Supplied text:
Provincial Mayor of San Martín
- In office 1 January 1996 – 31 December 1998

Personal details
- Born: Rolando Reátegui Flores 19 May 1959 (age 67) Tarapoto, Peru
- Party: Independent
- Other political affiliations: Popular Force Alliance for the Future Vamos Vecino Peru 2000
- Alma mater: University of the Pacific
- Occupation: Politician
- Profession: Entrepreneur

= Rolando Reátegui =

Peruvian politician

Rolando Reátegui Flores (born 19 May 1959) is a Peruvian entrepreneur and Fujimorist politician who is a former Congressman representing San Martín between 2006 and 2019. He was previously a Congressman between 2000 and 2001, elected under the Peru 2000 coalition. He was also Provincial Mayor of San Martín from 1996 to 1998.

== Early life and education ==
Reátegui was born on 19 May 1959 in Tarapoto and graduated from the University of the Pacific with a license in economics, in 1987.

(Referring expression data)
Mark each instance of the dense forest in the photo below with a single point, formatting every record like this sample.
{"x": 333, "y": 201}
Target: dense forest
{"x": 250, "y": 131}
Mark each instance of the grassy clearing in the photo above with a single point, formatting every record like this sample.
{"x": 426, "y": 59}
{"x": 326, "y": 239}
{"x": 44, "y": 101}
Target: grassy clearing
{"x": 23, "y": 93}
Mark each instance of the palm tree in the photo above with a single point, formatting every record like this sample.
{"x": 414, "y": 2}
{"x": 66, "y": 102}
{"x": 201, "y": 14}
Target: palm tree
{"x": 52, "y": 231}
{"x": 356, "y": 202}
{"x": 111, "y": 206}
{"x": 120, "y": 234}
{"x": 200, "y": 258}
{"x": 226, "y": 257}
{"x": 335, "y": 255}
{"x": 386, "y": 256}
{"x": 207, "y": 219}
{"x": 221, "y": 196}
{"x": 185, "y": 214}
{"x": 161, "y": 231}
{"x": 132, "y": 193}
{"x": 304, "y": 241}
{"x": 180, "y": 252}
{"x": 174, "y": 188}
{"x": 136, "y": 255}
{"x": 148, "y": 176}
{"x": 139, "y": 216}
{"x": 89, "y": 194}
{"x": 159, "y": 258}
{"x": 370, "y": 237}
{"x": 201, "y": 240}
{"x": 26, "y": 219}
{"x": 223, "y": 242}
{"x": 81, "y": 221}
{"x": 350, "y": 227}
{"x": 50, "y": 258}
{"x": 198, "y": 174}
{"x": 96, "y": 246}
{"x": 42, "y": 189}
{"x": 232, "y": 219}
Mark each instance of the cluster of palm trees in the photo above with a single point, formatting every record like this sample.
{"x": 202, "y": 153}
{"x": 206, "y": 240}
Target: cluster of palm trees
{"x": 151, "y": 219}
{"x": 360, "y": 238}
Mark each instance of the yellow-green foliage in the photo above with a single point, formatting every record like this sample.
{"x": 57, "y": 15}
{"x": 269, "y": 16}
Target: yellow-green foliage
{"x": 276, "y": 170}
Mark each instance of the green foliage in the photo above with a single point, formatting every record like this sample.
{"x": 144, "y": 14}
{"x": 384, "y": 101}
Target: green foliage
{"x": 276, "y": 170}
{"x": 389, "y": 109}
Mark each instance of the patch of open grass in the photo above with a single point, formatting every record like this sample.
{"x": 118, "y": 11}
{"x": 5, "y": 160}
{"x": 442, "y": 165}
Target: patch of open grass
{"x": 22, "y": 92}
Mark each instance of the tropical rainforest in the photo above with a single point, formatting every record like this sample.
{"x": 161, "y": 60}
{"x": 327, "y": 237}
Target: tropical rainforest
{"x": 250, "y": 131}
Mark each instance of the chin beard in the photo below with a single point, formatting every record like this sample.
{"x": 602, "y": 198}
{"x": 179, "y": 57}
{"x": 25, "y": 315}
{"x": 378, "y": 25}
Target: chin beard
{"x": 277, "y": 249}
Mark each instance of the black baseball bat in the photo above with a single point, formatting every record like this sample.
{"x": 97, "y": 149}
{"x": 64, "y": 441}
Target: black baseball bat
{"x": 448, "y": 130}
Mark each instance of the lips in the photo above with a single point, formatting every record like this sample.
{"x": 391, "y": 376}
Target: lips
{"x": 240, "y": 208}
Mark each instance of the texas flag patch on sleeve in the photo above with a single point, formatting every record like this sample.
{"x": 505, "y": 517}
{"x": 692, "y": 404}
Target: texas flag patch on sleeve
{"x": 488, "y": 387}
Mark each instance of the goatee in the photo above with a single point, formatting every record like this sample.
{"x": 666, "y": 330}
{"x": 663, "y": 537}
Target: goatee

Tasks to carry out:
a) According to the text on Rolando Reátegui, how did he come to serve as a Congressman from 2000 to 2001?
b) Copy the Rolando Reátegui text word for word, starting at "Rolando Reátegui Flores (born" and ending at "economics, in 1987.".

Response list:
a) He was elected under the Peru 2000 coalition, and he served as a Congressman between 2000 and 2001.

b)
Rolando Reátegui Flores (born 19 May 1959) is a Peruvian entrepreneur and Fujimorist politician who is a former Congressman representing San Martín between 2006 and 2019. He was previously a Congressman between 2000 and 2001, elected under the Peru 2000 coalition. He was also Provincial Mayor of San Martín from 1996 to 1998.

== Early life and education ==
Reátegui was born on 19 May 1959 in Tarapoto and graduated from the University of the Pacific with a license in economics, in 1987.